(Coordinate labeling records)
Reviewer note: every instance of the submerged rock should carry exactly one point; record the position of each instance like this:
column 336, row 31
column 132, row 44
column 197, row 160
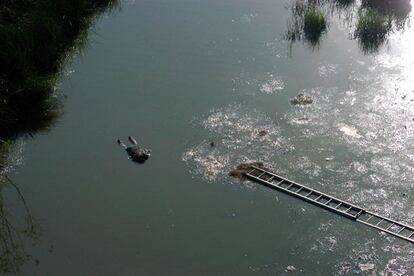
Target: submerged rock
column 244, row 168
column 301, row 99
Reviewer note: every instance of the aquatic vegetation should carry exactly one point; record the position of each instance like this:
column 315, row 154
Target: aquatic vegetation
column 372, row 30
column 38, row 38
column 314, row 25
column 375, row 20
column 397, row 10
column 308, row 24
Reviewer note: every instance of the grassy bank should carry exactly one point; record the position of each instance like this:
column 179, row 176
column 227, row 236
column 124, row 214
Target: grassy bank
column 38, row 38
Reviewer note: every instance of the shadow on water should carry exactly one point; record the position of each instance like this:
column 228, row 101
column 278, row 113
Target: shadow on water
column 374, row 20
column 38, row 38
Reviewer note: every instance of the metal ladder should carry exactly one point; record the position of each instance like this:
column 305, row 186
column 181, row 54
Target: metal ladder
column 331, row 203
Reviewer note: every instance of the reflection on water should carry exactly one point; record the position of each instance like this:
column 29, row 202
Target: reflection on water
column 236, row 133
column 374, row 20
column 13, row 232
column 39, row 37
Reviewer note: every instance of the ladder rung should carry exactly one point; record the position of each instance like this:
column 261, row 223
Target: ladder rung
column 359, row 213
column 250, row 172
column 278, row 183
column 392, row 224
column 402, row 229
column 371, row 216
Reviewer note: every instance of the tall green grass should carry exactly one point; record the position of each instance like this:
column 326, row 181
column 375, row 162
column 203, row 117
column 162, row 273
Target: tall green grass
column 314, row 25
column 372, row 30
column 37, row 38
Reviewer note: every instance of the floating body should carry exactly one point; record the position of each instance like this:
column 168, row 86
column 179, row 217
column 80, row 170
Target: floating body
column 136, row 153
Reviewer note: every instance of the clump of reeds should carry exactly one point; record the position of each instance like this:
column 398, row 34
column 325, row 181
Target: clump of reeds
column 372, row 30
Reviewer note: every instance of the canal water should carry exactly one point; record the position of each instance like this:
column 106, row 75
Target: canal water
column 178, row 75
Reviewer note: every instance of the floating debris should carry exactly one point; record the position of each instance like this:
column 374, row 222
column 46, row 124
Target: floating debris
column 244, row 168
column 263, row 132
column 301, row 99
column 290, row 268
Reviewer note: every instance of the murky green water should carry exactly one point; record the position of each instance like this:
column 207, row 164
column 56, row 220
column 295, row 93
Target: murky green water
column 177, row 75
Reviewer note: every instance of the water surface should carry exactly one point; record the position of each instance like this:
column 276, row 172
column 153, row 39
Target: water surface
column 178, row 75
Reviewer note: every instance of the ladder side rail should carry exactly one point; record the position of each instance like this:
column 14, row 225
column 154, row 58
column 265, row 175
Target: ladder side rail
column 313, row 190
column 264, row 182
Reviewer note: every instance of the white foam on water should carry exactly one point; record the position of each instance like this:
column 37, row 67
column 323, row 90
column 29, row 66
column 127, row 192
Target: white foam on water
column 237, row 140
column 272, row 85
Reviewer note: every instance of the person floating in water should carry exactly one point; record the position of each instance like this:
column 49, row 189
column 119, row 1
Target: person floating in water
column 136, row 153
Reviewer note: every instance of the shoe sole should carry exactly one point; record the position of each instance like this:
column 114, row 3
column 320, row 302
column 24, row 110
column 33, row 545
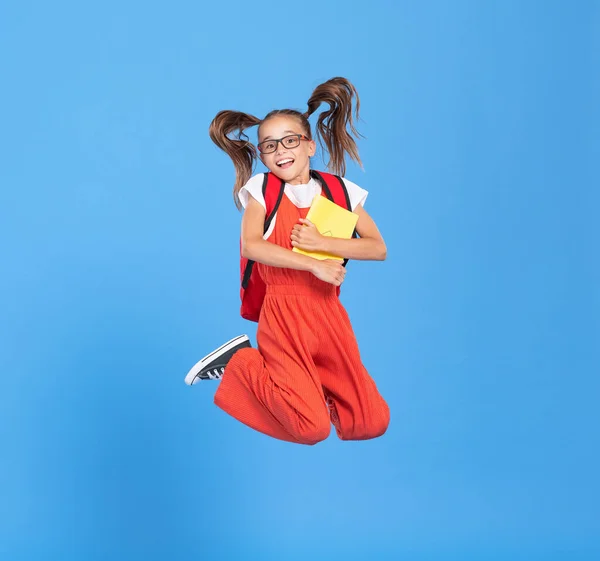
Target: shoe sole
column 197, row 368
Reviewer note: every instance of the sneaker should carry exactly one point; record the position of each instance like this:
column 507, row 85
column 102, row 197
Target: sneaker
column 212, row 366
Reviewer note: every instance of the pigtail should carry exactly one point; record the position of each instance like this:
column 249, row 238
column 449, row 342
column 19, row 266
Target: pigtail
column 333, row 124
column 241, row 151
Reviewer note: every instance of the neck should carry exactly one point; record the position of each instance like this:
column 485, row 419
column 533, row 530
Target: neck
column 302, row 178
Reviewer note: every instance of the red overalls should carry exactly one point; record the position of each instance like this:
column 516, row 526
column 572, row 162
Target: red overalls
column 307, row 371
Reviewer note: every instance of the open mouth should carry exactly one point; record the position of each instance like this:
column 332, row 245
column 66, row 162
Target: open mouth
column 284, row 164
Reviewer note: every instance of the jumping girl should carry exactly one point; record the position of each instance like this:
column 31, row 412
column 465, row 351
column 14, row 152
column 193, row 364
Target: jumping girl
column 307, row 372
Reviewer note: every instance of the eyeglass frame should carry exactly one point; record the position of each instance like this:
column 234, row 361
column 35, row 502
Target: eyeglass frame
column 280, row 141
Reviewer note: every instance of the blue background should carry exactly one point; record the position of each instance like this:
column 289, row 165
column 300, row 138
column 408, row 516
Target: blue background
column 120, row 269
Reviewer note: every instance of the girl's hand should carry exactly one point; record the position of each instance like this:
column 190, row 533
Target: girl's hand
column 329, row 271
column 306, row 236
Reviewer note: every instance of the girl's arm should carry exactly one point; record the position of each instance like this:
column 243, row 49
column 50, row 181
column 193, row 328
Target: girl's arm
column 369, row 247
column 256, row 248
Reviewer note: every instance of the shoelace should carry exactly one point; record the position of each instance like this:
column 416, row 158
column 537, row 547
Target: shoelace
column 217, row 374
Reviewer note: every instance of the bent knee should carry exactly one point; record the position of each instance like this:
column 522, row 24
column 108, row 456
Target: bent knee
column 375, row 427
column 313, row 433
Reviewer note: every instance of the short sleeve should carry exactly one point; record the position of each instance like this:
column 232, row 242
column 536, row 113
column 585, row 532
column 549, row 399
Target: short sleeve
column 357, row 194
column 254, row 188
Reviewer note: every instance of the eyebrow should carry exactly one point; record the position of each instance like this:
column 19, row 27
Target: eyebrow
column 270, row 137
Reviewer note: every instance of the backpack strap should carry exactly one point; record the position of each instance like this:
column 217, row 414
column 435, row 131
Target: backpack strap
column 273, row 189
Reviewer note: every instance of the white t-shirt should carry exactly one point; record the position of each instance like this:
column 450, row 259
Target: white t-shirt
column 300, row 195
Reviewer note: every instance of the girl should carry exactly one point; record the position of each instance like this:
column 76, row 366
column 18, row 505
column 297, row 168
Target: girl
column 307, row 371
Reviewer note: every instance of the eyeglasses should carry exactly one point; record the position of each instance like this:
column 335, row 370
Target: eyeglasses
column 290, row 141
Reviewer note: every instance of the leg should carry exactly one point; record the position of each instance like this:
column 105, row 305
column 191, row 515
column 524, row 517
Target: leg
column 274, row 389
column 358, row 411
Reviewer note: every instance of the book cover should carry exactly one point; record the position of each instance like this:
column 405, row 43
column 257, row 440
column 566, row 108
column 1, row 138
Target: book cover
column 331, row 220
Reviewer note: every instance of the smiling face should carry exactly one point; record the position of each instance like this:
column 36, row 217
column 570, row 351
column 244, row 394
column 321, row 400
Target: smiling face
column 290, row 164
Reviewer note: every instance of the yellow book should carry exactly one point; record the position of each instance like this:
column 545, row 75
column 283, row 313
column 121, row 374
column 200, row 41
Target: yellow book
column 331, row 220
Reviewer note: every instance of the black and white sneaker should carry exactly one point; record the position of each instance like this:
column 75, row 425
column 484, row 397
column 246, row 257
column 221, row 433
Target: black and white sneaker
column 212, row 366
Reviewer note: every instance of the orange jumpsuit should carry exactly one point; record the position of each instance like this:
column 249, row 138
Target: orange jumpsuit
column 307, row 371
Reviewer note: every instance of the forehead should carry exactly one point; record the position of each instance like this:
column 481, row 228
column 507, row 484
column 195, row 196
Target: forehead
column 279, row 126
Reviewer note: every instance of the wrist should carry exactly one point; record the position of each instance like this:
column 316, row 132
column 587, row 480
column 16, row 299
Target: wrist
column 323, row 244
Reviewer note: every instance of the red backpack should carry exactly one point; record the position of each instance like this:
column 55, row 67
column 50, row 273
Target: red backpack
column 253, row 288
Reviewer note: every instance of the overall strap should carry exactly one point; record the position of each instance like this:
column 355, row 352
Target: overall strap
column 273, row 189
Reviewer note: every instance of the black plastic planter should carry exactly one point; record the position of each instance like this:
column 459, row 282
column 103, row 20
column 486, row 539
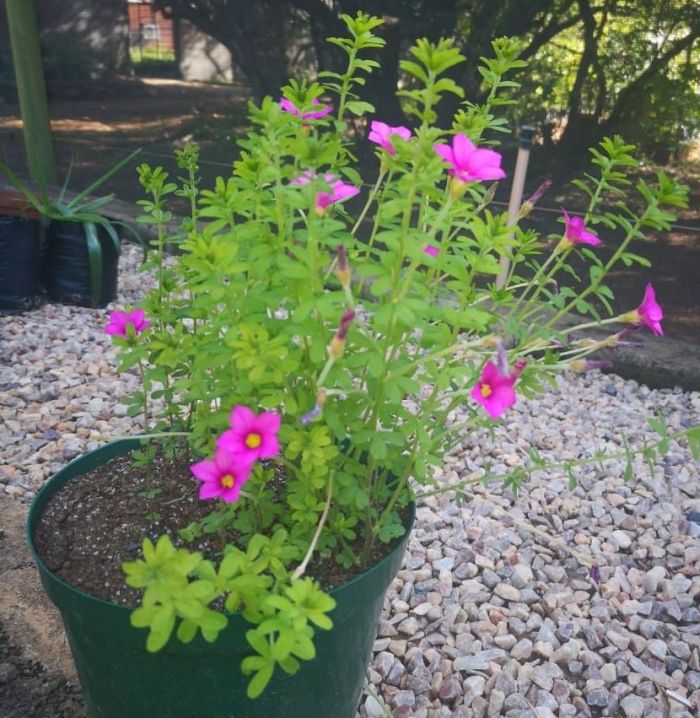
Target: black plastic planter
column 19, row 263
column 119, row 678
column 80, row 264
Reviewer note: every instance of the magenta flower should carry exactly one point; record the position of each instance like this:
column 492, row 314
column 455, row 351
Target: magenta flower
column 381, row 133
column 289, row 106
column 494, row 391
column 340, row 191
column 469, row 163
column 649, row 311
column 222, row 477
column 576, row 232
column 251, row 436
column 120, row 321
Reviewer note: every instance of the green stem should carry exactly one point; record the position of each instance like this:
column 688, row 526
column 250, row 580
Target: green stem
column 596, row 283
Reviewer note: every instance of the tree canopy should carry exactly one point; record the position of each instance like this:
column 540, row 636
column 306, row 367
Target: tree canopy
column 595, row 66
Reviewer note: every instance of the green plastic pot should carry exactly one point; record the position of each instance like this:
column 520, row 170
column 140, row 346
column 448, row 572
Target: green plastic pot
column 201, row 680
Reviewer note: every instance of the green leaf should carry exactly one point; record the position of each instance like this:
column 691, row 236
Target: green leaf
column 260, row 679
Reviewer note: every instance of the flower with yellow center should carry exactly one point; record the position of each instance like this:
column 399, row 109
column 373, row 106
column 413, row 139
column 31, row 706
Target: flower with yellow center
column 253, row 440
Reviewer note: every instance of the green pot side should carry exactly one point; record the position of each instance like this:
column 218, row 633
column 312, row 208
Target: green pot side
column 200, row 680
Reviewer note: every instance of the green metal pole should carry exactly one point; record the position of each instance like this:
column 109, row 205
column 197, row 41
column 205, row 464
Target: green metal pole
column 31, row 88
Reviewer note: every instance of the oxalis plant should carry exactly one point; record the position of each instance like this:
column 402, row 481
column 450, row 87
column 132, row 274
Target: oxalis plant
column 312, row 358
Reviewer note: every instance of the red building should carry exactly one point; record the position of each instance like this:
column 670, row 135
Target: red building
column 151, row 35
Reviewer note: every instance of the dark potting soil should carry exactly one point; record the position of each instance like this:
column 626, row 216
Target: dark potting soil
column 98, row 520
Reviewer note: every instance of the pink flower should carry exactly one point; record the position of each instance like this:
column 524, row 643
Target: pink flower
column 576, row 232
column 120, row 321
column 289, row 106
column 649, row 311
column 494, row 391
column 340, row 191
column 251, row 436
column 222, row 477
column 381, row 133
column 469, row 163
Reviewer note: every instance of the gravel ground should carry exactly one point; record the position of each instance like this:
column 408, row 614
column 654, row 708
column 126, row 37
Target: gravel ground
column 494, row 613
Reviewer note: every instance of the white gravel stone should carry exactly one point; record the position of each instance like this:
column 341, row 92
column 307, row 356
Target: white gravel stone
column 487, row 617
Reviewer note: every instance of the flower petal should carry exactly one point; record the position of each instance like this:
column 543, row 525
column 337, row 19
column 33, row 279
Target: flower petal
column 445, row 151
column 242, row 417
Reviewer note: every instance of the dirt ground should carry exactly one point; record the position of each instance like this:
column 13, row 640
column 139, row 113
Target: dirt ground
column 37, row 675
column 96, row 125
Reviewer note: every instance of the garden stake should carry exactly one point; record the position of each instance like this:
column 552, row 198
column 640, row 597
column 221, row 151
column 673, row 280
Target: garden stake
column 516, row 193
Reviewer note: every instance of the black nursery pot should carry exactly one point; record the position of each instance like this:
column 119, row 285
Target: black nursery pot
column 77, row 269
column 20, row 248
column 121, row 680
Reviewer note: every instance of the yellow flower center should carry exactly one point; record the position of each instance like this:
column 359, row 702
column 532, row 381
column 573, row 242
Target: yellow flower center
column 253, row 440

> _GIVEN INSTRUCTION_
Output the records as a JSON list of strings, one string per line with blank lines omitted, starting with the line that contains "Reviewer note: every instance of the flower petal" and continuing through the line that contains "column 516, row 193".

> _EXERCISE ANSWER_
[
  "Reviewer note: every instance of the flower petal should carry exactly one point; record the position of each instance like this:",
  "column 543, row 525",
  "column 337, row 19",
  "column 33, row 279",
  "Target: flower petal",
  "column 445, row 151",
  "column 242, row 417",
  "Reviewer note: every instance of the dirt ground should carry exactly one point; record the position of each instance like this:",
  "column 13, row 640",
  "column 139, row 113",
  "Target: dirt ground",
  "column 37, row 675",
  "column 96, row 125",
  "Reviewer note: every instance of the garden stake should carry exactly one point; record the position of each instance like this:",
  "column 552, row 198",
  "column 640, row 597",
  "column 221, row 151",
  "column 673, row 280",
  "Target: garden stake",
  "column 516, row 193"
]